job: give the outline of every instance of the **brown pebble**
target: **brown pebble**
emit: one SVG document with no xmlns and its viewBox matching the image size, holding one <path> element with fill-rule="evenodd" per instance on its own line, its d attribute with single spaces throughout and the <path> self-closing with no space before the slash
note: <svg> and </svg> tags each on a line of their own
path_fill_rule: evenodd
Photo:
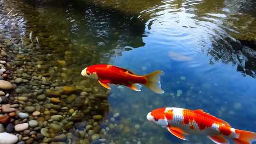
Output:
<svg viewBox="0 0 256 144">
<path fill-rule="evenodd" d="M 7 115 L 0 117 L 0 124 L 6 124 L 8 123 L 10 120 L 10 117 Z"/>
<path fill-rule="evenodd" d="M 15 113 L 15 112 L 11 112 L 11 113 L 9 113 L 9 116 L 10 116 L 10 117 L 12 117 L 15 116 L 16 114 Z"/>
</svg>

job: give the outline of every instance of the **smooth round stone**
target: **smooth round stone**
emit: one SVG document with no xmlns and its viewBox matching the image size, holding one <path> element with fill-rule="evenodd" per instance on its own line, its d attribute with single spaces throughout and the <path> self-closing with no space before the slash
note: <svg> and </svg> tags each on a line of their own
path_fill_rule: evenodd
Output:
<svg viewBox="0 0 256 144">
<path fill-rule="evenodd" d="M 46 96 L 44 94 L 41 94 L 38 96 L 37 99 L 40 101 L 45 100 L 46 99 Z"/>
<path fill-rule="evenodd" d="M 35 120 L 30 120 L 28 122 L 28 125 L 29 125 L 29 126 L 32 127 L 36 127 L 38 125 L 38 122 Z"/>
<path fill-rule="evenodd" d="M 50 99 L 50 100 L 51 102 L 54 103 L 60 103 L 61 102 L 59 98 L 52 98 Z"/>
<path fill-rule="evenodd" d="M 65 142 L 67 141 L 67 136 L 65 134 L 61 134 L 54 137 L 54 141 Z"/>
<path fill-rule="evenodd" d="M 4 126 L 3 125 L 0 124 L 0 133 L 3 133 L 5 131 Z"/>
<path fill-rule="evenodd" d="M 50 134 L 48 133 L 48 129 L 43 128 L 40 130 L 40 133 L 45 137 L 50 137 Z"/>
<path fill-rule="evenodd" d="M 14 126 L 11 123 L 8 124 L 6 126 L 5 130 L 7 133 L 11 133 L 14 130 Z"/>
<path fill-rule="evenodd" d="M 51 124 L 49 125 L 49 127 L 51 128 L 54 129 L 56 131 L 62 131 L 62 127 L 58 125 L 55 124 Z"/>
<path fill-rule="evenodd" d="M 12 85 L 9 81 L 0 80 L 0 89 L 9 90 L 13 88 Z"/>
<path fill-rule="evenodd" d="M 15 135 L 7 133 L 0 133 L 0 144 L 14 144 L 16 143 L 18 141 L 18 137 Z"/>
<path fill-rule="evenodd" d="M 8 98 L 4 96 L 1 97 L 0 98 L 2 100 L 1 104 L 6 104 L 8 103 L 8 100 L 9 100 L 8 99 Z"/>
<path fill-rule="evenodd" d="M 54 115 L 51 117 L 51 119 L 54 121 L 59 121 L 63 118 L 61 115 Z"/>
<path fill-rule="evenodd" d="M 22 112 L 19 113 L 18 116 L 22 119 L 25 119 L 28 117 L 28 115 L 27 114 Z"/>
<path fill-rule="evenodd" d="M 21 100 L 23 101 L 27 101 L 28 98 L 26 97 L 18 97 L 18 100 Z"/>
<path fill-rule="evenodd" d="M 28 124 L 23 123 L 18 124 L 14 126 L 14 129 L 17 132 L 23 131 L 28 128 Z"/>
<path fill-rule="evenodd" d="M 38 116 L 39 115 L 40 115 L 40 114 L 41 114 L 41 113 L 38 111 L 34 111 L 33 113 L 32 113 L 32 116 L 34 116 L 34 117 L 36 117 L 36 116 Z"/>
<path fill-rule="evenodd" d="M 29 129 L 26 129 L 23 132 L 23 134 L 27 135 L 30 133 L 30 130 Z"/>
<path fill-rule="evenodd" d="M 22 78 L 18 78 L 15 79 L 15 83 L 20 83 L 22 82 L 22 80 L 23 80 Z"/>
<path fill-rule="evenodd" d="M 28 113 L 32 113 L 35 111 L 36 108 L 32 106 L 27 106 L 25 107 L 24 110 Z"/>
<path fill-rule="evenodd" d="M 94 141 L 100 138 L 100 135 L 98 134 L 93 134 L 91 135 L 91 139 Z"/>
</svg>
* * *
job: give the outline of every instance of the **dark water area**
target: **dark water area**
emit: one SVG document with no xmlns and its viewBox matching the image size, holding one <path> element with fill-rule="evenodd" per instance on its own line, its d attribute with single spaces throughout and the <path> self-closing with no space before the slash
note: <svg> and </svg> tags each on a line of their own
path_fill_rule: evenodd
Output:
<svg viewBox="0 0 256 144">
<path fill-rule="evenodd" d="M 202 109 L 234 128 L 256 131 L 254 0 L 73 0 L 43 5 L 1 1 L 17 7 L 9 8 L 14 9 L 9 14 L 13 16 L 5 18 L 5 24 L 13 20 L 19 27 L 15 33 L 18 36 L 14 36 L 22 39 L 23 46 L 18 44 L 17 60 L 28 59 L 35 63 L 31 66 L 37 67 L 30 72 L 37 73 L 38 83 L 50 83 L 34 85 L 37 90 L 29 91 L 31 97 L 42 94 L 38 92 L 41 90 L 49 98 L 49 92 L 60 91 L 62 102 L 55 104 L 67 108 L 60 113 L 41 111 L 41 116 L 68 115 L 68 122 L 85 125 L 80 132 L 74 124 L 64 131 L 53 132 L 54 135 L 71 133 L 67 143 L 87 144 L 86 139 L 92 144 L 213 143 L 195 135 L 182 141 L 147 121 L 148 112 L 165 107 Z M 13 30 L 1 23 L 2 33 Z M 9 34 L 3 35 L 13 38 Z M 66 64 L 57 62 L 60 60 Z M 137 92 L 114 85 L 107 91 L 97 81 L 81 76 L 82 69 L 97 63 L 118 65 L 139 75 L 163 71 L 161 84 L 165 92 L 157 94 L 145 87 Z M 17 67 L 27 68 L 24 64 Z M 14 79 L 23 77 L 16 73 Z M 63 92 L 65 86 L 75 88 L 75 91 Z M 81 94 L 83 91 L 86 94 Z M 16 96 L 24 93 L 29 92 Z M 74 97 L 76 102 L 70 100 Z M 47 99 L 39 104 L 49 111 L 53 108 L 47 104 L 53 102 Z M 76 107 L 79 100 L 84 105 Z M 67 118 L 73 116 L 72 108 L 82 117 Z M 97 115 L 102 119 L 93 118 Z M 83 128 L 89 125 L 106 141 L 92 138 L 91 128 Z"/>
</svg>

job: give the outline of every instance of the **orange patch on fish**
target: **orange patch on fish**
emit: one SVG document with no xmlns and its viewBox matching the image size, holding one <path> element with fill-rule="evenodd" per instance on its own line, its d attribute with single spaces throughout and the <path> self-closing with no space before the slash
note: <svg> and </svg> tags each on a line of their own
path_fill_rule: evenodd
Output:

• Do this: Which lines of the listing above contain the word "brown", with case counting? Copy each of those lines in full.

• Reply:
job: give the outline of every instance of the **brown pebble**
target: **brown pebble**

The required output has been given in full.